> _Passage for review_:

--------------------

By Leonardo Gottems, reporter for AgroPages
Despite accounting for more than 2,000 registered formulated products (FP), Brazil has a low availability of seed treatment (ST) products for some crops and unwanted biological targets. This is the conclusion of a study released by Abrasem, the Brazilian Seeds and Seedlings Association.
No fewer than 98% of the seeds of hybrid corn and 70% of soybean seeds are treated in Brazilian agriculture. It is the seed treatment that allows the control of biological targets in the early stages of the crop, since many pathogens remain in the soil, such as, for example, fusarium and sclerotinia.
The adoption of TS more than doubled in six years as the market value jumped from 360 million dollars in 2009 to 870 million in the 2014-15 harvest, showing great growth and its perception of value by farmers, according to data from Abrasem. According to the study, however, such control is “threatened by the low availability of products”.
To treat insects found in the seeds of corn, cotton, wheat, peanuts and rice, the products available belong to the same mode of action, “which fatally increases the continuous pressure of resistance selection of pests and diseases,” according to the research: For many crops with less economic impact, the situation is even more serious, with little or no availability of phytosanitary products for such treatment. These facts make it difficult or impossible for the rotation of phytosanitary products and, consequently, resistance management”.

--------------------

> _Data section_:

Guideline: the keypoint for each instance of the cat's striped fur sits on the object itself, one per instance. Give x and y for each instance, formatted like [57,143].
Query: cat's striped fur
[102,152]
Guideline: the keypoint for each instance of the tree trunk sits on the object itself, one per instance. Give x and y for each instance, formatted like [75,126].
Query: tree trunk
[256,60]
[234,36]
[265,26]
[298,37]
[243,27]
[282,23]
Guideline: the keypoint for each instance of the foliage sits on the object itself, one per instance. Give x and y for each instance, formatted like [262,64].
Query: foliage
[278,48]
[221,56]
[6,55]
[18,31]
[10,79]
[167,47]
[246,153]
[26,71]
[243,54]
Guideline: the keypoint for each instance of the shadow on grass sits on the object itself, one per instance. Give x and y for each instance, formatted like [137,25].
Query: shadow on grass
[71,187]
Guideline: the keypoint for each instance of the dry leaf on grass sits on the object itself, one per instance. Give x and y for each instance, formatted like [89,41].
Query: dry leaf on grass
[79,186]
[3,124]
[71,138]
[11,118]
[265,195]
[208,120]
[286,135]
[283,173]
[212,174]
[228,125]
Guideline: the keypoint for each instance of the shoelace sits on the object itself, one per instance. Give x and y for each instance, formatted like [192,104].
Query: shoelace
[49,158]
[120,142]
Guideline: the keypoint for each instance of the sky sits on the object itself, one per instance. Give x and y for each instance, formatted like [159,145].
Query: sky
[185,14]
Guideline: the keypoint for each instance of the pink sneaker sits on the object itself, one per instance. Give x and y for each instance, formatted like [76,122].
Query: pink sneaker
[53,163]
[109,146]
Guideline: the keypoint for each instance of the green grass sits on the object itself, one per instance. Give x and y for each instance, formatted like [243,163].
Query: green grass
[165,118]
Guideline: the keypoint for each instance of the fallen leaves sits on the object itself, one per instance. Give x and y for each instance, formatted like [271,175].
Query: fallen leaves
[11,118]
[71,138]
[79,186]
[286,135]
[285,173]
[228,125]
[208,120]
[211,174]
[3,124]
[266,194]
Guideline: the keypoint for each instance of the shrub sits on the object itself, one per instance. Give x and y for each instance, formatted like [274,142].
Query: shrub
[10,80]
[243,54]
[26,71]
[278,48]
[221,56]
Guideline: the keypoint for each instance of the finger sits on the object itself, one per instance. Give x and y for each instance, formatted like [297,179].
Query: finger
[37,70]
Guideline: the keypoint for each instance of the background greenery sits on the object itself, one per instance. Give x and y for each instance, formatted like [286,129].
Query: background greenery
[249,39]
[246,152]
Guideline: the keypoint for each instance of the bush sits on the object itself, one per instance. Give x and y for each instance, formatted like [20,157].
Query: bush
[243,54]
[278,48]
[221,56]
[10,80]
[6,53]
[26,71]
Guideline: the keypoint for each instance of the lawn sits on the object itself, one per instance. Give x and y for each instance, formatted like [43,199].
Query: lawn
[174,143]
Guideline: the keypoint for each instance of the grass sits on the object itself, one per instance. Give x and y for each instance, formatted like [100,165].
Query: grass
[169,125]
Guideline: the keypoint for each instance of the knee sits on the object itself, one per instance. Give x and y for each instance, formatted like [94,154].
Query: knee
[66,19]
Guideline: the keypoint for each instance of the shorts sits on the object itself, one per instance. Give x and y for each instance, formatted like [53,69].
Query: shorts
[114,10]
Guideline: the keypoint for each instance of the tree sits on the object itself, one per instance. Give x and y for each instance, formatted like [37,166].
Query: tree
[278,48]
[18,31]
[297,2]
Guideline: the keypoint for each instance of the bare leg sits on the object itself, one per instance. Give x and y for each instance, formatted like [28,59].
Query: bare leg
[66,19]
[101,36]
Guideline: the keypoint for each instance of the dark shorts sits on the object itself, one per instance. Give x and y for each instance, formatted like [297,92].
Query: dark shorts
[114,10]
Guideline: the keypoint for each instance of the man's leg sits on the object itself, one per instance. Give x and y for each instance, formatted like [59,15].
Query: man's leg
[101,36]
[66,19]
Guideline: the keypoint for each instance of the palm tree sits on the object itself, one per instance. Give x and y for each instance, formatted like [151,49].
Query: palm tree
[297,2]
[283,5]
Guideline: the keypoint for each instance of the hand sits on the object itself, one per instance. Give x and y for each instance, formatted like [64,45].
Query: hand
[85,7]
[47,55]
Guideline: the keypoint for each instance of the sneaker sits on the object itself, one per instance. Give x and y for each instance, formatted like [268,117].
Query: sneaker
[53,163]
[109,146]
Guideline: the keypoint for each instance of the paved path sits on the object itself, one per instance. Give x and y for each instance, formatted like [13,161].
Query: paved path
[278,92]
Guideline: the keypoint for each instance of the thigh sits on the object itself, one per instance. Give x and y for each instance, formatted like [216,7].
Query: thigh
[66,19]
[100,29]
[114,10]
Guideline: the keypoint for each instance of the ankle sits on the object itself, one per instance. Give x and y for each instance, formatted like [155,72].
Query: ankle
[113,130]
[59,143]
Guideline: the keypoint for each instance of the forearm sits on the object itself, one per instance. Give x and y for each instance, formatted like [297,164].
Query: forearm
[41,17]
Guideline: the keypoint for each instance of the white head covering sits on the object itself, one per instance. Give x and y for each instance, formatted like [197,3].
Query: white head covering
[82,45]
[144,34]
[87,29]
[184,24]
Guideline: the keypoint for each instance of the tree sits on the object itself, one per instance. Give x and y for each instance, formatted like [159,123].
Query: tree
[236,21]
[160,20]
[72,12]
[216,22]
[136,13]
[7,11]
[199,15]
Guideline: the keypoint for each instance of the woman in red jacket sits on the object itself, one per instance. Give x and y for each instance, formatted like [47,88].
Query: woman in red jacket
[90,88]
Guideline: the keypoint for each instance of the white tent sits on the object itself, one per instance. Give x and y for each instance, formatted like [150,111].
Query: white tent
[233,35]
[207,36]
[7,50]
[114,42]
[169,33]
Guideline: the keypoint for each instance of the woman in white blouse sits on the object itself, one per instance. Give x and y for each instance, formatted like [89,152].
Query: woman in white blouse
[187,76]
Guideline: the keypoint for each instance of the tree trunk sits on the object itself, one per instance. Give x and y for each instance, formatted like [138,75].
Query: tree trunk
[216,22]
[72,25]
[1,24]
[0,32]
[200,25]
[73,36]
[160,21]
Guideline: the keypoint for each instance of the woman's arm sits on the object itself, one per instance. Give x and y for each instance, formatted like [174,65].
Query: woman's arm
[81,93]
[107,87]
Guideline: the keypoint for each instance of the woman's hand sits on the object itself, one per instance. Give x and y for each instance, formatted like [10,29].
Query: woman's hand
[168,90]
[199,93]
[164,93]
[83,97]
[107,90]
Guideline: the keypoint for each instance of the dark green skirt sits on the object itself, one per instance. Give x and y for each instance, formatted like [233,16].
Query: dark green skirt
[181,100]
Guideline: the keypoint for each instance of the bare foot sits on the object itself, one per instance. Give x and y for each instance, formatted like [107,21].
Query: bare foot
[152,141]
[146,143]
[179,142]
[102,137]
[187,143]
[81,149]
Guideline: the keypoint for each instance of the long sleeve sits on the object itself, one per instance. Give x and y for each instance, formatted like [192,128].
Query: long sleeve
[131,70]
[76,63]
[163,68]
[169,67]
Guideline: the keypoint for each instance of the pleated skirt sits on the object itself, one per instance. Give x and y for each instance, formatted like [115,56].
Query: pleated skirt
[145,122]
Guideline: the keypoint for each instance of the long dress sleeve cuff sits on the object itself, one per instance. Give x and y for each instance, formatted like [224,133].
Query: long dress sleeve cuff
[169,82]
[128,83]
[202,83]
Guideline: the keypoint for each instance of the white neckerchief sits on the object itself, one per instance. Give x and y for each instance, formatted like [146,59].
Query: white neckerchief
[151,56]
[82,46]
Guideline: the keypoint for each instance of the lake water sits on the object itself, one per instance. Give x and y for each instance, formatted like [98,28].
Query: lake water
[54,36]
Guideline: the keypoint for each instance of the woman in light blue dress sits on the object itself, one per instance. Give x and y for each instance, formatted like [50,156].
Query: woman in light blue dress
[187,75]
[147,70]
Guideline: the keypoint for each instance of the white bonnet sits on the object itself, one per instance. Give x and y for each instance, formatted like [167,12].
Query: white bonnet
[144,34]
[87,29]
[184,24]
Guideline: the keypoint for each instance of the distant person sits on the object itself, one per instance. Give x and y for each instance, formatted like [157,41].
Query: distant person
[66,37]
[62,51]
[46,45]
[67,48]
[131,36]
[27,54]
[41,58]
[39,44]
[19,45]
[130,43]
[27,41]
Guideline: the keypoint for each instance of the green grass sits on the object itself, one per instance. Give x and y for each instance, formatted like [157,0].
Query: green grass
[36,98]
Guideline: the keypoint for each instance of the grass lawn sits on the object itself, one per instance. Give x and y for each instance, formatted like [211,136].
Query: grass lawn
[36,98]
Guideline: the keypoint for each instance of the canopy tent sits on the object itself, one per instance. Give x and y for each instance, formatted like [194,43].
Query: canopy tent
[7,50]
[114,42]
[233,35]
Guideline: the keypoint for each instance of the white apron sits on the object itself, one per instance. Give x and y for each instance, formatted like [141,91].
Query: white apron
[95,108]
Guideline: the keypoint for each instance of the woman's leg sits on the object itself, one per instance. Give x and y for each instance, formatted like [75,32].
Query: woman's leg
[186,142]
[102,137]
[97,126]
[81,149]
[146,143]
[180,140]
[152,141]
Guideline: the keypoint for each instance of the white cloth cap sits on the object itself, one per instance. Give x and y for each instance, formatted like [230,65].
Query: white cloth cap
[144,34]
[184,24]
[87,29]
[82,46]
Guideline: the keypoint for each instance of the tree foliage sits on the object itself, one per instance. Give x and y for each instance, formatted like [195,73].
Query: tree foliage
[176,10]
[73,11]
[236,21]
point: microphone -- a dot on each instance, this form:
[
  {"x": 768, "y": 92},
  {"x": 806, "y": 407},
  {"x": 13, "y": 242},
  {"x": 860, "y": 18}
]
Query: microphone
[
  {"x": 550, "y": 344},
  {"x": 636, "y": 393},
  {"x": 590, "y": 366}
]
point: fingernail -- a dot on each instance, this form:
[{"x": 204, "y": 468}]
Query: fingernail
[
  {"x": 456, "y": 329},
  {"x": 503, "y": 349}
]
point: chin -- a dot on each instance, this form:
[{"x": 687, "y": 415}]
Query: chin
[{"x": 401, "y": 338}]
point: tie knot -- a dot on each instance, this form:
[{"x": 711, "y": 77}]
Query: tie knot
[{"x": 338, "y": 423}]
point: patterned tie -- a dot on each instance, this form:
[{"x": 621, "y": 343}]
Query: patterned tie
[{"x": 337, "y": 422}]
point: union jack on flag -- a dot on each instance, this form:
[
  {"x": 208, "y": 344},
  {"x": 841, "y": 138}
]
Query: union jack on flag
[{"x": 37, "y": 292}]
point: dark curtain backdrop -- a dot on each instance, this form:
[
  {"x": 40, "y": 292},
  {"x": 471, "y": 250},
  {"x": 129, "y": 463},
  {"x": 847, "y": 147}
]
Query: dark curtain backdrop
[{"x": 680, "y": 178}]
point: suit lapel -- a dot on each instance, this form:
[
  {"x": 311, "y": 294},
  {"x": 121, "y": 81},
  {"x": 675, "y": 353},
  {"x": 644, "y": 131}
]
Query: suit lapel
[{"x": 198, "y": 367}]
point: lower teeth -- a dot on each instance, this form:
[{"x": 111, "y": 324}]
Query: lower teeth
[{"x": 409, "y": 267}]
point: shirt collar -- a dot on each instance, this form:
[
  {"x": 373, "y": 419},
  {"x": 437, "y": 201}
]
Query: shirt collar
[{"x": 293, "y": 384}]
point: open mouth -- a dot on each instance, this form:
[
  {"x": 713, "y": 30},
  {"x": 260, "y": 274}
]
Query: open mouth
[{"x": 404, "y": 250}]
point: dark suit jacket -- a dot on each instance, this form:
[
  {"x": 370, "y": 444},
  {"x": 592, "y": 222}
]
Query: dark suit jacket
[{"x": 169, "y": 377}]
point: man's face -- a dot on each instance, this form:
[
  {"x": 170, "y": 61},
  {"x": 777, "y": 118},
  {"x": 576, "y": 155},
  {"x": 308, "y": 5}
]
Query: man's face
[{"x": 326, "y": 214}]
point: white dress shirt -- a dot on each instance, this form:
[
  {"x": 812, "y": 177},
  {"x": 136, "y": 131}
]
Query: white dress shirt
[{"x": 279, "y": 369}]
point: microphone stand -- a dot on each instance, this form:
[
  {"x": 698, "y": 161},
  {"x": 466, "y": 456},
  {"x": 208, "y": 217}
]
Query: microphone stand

--------------------

> _Action item 1_: In the seed treatment report, what share of hybrid corn seeds are treated in Brazilian agriculture?
> _Action item 2_: Translate this sentence from the seed treatment report into Spanish: "This is the conclusion of a study released by Abrasem, the Brazilian Seeds and Seedlings Association."
> _Action item 3_: Extend the seed treatment report with a few more paragraphs, starting after its last sentence.

> _Exercise response 1_: No fewer than 98%.

> _Exercise response 2_: Esta es la conclusión de un estudio publicado por Abrasem, la Asociación Brasileña de Semillas y Plántulas.

> _Exercise response 3_:
According to official data, there are 82 products registered for the purpose of seed treatment, including FP based on carbofuran: For the soybean crop, 61; for maize, 52, for beans, cotton and wheat, respectively, 44, 42 and 39 formulated products are registered for TS. For the peanut crop, 18 products; irrigated rice, 6 products; melon and watermelon only one and for papaya, for example, no product.
“In view of the fragility scenario in the availability of phytosanitary products for seed treatment, both for crops of great economic representativeness and for crops of lesser importance, adjustments are necessary to correct this dysfunction, due to the impossibility of practicing the rotation of products and the correct management of pest and disease resistance”, noted the Abrasem study.